» Task item
Repeat every line that appears below, with nothing altered.

» Records for the task
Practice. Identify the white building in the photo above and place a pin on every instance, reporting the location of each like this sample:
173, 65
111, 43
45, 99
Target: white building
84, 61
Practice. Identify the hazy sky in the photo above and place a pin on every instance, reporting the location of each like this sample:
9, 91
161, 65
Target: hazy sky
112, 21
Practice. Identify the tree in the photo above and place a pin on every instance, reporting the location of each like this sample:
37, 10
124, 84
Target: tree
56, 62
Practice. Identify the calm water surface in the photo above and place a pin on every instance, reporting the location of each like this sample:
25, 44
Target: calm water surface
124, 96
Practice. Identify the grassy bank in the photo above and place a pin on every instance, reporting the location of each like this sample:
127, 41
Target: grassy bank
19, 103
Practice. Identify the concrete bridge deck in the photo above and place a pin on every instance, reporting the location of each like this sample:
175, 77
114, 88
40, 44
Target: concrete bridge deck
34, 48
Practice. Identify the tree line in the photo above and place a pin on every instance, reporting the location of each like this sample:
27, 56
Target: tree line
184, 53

» Answer below
Practice. Identify the white building in the photo above and place a pin on every instance, reporting the location of each like this sample:
173, 65
111, 43
45, 99
Target: white building
84, 61
Practice. Identify the hazy sky in the photo above and place a pin on every instance, reporting the location of each like this sample:
9, 91
161, 65
Target: hazy sky
112, 21
Practice. Identify the tree in the photo above and place a pin on every instance, reporting the location of each like this sample:
37, 10
124, 84
Target: tree
56, 62
Practice. Identify the calm water surface in the photo above and place a pin on every instance, reporting the location of each like this sample:
25, 44
Target: calm water surface
124, 96
Practice. Identify the grassy bank in the photo above and place a pin on every instance, reporting the location of each like this sample:
127, 41
Target: grassy bank
19, 103
Practice. Identify the concrete bridge deck in the photo above and place a pin on every instance, reporting the location of each like this sample:
175, 77
114, 88
40, 44
Target: concrete bridge deck
34, 48
Practice. Identify the tree line in the photo above and place a pin on every instance, reporting the location of each like this sample:
27, 56
Target: tree line
184, 53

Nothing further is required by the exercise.